#### EXERCISE PROMPT
Copy out the lines of the records below word for word, starting at the line that contains "red string bracelet ->" and ending at the line that contains "Outline every instance of the red".
>> Start DATASET
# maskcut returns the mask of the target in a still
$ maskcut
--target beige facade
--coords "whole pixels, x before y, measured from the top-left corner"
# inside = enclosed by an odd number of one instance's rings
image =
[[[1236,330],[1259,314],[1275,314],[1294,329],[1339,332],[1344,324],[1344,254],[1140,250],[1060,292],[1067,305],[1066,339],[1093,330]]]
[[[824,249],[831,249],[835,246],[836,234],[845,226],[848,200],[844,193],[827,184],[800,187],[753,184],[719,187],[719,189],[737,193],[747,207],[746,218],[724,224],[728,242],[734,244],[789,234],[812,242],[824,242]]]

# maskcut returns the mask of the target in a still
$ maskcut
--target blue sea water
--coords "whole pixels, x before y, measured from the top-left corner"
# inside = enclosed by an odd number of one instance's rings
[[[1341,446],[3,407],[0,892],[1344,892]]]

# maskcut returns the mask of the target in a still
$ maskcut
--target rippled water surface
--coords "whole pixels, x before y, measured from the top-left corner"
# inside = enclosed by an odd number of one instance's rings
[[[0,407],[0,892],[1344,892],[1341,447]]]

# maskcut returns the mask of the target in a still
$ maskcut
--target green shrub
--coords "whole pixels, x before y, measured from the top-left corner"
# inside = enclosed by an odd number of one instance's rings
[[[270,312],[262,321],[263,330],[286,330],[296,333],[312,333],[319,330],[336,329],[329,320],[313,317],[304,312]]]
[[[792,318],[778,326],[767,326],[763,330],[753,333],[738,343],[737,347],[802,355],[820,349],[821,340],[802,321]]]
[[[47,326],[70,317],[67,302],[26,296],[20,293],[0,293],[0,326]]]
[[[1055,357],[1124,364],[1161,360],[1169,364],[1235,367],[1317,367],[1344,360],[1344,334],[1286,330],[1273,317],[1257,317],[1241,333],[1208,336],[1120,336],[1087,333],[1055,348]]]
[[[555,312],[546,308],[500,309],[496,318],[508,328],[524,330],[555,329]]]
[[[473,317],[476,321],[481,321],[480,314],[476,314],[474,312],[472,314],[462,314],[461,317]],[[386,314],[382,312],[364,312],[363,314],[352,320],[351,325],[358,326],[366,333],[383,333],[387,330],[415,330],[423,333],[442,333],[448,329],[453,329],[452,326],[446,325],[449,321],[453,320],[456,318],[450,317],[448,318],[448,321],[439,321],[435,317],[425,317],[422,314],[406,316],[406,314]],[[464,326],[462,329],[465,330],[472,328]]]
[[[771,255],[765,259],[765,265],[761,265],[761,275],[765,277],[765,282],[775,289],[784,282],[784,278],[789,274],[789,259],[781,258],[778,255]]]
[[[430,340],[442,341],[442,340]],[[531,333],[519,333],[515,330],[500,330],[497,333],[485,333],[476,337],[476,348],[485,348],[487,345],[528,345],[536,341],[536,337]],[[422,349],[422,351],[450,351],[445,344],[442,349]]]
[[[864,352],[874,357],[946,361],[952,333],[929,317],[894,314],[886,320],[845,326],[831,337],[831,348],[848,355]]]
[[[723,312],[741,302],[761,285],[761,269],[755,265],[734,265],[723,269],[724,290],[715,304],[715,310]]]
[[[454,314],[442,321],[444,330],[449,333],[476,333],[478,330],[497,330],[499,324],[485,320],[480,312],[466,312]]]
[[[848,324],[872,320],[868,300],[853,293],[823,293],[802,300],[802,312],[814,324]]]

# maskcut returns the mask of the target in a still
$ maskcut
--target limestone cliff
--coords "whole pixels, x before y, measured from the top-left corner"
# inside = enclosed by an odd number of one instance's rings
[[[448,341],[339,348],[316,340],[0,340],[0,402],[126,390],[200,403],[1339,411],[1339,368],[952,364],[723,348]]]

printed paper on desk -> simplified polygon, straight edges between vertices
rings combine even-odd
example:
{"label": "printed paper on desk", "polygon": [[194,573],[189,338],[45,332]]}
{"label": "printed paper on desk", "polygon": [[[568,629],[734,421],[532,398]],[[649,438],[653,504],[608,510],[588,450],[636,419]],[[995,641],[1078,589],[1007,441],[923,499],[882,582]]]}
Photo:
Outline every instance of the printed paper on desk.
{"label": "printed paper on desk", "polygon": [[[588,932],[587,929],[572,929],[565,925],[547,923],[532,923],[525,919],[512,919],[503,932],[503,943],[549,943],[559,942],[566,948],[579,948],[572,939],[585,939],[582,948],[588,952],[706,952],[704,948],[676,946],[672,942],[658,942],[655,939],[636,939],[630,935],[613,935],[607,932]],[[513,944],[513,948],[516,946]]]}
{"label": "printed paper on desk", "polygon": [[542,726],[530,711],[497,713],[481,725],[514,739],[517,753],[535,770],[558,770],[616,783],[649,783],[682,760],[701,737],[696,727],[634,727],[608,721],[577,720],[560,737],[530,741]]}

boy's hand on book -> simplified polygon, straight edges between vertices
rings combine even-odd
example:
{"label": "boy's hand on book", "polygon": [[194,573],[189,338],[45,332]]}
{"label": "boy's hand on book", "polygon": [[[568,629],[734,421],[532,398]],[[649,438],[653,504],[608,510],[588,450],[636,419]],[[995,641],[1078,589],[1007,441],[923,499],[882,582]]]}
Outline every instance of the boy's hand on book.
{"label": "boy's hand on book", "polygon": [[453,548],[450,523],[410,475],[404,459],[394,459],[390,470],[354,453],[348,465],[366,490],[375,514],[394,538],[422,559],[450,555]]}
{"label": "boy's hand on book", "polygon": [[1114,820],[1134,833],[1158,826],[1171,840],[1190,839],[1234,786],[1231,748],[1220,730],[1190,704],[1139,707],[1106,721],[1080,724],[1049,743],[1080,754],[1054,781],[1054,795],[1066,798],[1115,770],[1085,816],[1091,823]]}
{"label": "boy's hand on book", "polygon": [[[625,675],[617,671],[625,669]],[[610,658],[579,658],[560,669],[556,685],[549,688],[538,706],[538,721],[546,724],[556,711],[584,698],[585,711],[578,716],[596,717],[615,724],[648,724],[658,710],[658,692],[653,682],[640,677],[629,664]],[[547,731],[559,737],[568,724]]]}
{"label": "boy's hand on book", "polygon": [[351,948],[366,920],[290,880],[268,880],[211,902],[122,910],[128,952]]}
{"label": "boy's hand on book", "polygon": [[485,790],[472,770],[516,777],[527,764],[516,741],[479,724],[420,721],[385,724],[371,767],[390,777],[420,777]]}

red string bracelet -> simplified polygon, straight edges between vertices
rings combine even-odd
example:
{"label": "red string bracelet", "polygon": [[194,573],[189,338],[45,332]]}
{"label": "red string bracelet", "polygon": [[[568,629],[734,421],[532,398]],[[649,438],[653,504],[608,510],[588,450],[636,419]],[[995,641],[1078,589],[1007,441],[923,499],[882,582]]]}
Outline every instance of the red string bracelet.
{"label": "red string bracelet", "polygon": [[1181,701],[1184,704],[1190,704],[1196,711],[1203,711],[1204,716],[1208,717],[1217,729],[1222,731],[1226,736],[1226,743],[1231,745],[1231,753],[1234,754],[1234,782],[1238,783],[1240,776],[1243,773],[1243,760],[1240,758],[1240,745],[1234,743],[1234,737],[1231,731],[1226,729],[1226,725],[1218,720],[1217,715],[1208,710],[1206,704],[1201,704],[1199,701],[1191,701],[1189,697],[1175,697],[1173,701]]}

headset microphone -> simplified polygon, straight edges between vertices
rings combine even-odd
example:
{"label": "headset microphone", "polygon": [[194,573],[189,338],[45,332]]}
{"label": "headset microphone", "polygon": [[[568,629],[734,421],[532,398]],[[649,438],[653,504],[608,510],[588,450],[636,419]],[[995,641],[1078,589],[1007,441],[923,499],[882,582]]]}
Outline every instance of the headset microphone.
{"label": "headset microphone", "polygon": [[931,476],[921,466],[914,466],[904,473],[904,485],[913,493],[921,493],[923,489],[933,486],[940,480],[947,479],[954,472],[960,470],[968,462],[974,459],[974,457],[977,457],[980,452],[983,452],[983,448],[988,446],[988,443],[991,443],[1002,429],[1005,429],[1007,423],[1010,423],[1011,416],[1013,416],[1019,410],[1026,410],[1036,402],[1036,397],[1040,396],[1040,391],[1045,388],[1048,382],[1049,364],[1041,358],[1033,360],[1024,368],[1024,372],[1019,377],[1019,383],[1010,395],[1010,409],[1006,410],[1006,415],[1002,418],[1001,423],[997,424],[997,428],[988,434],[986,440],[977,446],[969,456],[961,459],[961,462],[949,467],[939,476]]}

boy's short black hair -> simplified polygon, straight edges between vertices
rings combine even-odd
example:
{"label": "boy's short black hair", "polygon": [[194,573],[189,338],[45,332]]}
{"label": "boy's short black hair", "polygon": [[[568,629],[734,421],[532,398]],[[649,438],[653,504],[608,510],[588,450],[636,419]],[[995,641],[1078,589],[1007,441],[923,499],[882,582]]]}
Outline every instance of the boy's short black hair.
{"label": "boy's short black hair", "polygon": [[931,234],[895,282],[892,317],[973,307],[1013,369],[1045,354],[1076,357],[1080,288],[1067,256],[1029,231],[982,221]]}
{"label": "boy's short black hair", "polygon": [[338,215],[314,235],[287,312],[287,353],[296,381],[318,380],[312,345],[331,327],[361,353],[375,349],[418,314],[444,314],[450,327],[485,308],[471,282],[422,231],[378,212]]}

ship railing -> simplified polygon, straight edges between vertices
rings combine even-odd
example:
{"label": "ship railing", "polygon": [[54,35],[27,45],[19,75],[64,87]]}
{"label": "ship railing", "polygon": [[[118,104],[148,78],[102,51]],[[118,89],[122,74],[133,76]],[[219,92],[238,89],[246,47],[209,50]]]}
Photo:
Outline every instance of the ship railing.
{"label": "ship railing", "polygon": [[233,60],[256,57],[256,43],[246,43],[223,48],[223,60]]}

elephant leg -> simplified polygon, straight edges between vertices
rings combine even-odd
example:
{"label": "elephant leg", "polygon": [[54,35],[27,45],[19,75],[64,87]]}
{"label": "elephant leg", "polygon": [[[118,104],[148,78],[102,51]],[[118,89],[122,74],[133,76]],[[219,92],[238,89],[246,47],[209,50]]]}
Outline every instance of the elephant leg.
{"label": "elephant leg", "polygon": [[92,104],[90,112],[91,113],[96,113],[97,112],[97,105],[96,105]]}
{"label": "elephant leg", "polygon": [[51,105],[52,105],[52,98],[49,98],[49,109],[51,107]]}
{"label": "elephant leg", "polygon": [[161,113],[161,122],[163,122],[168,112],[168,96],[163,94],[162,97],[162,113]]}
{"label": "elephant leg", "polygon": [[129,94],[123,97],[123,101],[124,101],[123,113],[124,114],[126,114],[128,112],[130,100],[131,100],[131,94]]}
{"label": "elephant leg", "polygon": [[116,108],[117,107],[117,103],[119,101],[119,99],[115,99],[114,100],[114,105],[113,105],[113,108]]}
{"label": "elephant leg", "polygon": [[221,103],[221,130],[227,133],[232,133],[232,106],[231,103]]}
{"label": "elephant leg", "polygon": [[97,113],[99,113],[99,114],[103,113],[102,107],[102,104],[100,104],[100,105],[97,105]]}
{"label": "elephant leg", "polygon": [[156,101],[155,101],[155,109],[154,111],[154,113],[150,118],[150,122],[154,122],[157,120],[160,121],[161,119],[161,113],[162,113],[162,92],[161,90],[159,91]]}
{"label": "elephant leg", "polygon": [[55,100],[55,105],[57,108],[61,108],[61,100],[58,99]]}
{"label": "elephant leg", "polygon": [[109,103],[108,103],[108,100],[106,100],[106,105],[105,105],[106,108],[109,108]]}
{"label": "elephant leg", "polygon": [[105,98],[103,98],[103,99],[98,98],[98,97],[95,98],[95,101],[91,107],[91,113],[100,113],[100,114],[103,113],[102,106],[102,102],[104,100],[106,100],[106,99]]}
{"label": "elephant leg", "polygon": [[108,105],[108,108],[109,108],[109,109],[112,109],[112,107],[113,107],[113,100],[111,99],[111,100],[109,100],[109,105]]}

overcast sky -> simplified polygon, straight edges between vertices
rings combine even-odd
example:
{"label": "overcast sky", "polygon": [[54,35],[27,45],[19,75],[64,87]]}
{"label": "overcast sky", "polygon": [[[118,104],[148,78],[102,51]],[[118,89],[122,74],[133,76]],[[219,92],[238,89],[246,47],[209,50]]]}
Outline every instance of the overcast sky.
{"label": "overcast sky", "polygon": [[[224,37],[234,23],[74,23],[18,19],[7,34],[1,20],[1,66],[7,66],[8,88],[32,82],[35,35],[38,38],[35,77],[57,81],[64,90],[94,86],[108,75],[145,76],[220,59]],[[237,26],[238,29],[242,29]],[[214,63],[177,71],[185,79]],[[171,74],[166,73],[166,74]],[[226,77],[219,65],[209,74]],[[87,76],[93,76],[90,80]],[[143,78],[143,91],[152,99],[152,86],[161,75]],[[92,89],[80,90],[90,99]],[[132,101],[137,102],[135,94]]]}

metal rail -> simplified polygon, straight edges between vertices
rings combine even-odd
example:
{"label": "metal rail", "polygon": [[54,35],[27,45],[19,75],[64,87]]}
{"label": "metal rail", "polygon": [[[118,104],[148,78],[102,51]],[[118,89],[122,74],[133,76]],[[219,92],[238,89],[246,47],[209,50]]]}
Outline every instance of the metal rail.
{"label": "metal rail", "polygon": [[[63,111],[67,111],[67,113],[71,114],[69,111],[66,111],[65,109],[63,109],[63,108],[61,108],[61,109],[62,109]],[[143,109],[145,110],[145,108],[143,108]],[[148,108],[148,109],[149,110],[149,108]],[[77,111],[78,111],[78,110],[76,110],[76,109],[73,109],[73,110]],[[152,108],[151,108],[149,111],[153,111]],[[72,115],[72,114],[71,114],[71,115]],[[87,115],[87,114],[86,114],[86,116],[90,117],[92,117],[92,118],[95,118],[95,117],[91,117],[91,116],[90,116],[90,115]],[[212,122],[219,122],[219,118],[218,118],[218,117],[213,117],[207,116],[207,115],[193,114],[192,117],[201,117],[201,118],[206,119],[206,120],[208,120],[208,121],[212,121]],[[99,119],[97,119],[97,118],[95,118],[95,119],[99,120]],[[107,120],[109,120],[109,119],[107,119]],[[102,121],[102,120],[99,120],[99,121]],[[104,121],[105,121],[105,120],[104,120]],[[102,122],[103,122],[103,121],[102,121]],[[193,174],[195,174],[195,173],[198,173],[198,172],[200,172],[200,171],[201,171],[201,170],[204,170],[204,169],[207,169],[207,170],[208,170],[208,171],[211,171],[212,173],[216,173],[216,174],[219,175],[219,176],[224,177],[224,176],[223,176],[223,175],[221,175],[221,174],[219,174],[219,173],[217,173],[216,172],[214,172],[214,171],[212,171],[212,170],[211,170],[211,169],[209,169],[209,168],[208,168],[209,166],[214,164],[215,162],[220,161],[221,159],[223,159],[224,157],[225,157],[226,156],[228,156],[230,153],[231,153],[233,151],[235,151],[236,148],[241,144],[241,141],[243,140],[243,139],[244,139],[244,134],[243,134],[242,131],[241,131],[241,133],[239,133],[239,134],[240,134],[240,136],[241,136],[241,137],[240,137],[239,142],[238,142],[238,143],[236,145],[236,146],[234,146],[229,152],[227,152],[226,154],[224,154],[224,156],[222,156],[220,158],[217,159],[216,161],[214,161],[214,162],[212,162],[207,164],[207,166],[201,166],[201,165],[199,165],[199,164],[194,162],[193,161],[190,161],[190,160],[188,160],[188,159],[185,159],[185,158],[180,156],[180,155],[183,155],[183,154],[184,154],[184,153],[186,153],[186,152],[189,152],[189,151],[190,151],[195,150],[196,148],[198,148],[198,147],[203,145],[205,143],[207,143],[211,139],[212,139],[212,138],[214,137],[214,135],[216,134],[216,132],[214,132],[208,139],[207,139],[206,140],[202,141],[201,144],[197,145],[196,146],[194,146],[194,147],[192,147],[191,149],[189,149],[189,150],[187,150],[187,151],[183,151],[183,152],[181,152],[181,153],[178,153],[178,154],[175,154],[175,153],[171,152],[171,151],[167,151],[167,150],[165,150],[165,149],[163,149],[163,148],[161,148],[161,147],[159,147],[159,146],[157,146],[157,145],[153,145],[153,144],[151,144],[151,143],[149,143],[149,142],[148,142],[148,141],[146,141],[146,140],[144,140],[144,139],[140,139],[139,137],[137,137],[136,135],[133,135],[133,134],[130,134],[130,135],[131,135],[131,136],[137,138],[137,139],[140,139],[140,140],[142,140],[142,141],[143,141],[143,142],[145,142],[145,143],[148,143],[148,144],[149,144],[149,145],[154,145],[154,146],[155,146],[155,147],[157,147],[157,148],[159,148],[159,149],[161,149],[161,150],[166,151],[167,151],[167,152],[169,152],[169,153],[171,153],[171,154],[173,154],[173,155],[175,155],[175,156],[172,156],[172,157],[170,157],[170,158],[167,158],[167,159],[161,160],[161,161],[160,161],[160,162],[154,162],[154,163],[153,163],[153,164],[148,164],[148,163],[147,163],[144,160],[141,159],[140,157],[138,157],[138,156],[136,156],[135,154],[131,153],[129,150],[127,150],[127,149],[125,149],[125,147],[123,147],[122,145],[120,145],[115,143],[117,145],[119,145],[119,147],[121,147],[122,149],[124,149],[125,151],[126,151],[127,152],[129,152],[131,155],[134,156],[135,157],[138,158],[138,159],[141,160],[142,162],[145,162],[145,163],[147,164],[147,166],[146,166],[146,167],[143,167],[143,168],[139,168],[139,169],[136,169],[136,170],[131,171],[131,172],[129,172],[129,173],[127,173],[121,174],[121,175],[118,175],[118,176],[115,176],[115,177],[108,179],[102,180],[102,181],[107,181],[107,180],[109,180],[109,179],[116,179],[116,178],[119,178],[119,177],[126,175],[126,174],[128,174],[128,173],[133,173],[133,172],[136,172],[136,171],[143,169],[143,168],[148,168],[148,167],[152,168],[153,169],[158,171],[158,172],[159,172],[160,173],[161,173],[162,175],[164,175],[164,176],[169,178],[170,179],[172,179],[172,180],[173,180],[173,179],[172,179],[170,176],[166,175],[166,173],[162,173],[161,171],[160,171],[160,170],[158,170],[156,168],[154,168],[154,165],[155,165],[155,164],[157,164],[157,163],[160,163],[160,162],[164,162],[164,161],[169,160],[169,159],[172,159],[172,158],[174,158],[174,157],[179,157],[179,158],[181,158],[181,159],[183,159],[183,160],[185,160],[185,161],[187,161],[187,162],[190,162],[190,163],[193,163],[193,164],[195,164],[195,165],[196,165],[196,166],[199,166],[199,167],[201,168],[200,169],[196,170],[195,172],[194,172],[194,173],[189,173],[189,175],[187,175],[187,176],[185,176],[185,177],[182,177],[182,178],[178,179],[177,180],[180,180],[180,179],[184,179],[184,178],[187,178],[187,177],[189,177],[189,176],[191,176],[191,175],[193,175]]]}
>> End DATASET
#### EXERCISE RESPONSE
red string bracelet -> simplified polygon, straight edges between vertices
rings combine even-odd
example:
{"label": "red string bracelet", "polygon": [[194,573],[189,338],[45,332]]}
{"label": "red string bracelet", "polygon": [[[568,629],[734,421],[532,398]],[[649,438],[653,504],[608,510],[588,450],[636,419]],[[995,641],[1078,589],[1007,441],[923,499],[882,582]]]}
Outline every instance of the red string bracelet.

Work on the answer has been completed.